> THE PROBLEM
Please convert the data from the line with "Two rules. Place a point on every instance of the weeping" up to and including the line with "(1146, 597)" into a two-column CSV headed instruction and points. Put each text and its answer together in one row, each in a quoted field, with line breaks turned into spaces.

> GIVEN DATA
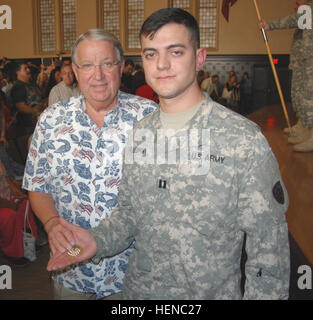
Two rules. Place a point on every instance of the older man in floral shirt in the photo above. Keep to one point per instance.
(75, 160)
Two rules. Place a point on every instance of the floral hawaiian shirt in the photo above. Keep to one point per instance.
(80, 165)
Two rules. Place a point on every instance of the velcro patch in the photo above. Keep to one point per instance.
(278, 193)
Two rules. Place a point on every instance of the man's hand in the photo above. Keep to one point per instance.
(60, 238)
(263, 24)
(82, 238)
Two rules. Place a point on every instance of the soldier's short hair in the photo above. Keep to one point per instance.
(171, 15)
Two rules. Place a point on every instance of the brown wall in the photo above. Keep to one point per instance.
(239, 36)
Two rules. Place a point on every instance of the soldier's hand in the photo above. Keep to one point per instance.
(82, 238)
(263, 24)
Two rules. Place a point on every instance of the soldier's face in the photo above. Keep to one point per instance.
(171, 61)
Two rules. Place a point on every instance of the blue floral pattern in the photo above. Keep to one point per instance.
(80, 165)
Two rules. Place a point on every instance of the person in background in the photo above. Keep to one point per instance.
(301, 64)
(127, 77)
(245, 94)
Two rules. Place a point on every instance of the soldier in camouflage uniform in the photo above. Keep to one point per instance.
(301, 64)
(188, 205)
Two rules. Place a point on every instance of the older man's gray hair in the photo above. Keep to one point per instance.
(99, 35)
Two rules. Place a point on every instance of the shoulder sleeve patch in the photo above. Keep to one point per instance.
(278, 193)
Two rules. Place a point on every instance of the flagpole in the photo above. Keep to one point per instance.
(273, 67)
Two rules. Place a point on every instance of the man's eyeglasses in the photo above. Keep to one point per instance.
(90, 67)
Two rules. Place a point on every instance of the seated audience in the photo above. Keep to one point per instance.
(245, 94)
(127, 77)
(27, 101)
(206, 81)
(12, 213)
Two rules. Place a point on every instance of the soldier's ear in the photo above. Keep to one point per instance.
(200, 58)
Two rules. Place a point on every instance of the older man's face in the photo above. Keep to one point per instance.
(300, 3)
(67, 75)
(99, 86)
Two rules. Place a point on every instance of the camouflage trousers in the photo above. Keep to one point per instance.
(302, 91)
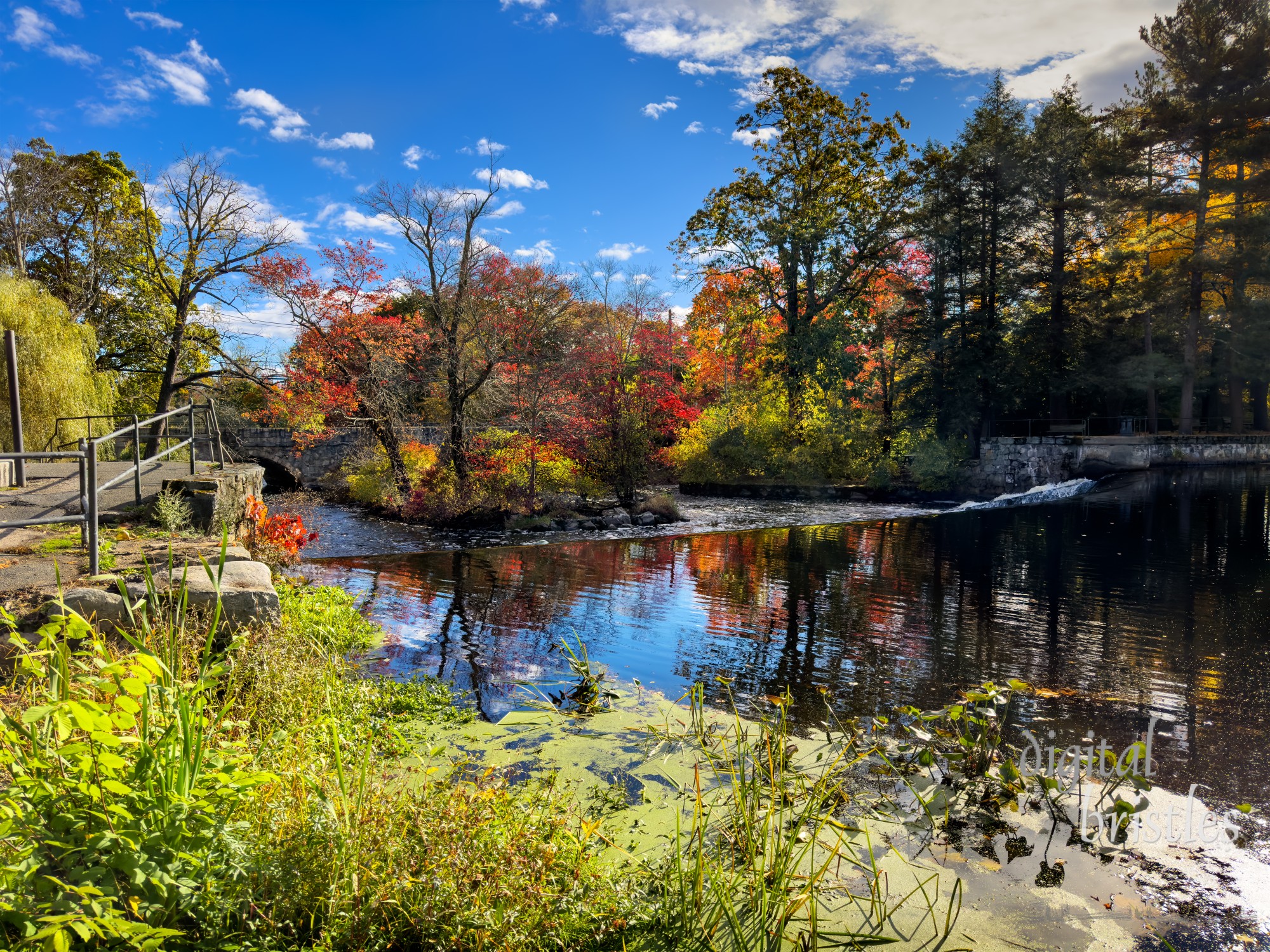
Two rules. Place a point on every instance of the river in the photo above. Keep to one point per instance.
(1149, 597)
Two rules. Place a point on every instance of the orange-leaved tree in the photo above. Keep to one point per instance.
(355, 362)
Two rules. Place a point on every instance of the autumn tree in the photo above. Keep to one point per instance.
(533, 380)
(815, 219)
(444, 228)
(354, 360)
(1213, 96)
(631, 399)
(203, 232)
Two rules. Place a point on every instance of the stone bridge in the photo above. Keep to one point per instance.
(286, 466)
(1018, 464)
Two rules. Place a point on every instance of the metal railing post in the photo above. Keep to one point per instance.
(83, 463)
(95, 557)
(137, 458)
(217, 428)
(11, 352)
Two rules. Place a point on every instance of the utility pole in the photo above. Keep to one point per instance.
(670, 343)
(11, 354)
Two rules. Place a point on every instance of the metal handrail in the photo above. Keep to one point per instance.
(87, 455)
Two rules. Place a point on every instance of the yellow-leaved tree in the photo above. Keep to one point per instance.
(58, 375)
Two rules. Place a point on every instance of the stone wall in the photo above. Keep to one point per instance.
(219, 497)
(314, 465)
(1018, 464)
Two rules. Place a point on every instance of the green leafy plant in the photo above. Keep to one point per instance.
(172, 511)
(587, 695)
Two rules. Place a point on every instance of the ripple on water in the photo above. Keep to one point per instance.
(1145, 598)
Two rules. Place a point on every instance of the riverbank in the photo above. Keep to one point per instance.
(350, 531)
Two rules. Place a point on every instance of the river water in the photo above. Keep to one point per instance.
(1149, 597)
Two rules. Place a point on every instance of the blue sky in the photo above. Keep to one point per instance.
(615, 116)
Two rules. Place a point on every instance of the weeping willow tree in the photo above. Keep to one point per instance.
(57, 365)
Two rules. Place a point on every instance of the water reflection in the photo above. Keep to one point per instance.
(1146, 597)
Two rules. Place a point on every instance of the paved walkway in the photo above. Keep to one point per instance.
(36, 558)
(53, 489)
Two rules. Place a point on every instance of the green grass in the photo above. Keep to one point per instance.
(328, 615)
(57, 545)
(173, 793)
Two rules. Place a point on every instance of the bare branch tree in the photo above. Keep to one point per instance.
(441, 225)
(29, 190)
(203, 228)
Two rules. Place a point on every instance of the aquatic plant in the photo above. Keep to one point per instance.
(211, 793)
(769, 837)
(172, 512)
(587, 695)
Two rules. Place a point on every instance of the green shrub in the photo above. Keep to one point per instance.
(883, 475)
(163, 795)
(327, 615)
(370, 478)
(934, 464)
(751, 439)
(124, 819)
(172, 512)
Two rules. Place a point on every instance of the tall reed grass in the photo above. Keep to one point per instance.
(175, 789)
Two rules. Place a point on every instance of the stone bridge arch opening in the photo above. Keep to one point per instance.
(277, 478)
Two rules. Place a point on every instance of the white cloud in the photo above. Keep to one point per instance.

> SOLUTION FOR THIS PROBLEM
instruction,points
"Two rules. Place a point on every instance of the weeping willow tree in the photo above. Keep to one point per instance.","(57, 365)"
"Two rules. Place a point on every instance of the water reflection in the photo above. Keep to one point per instance.","(1146, 597)"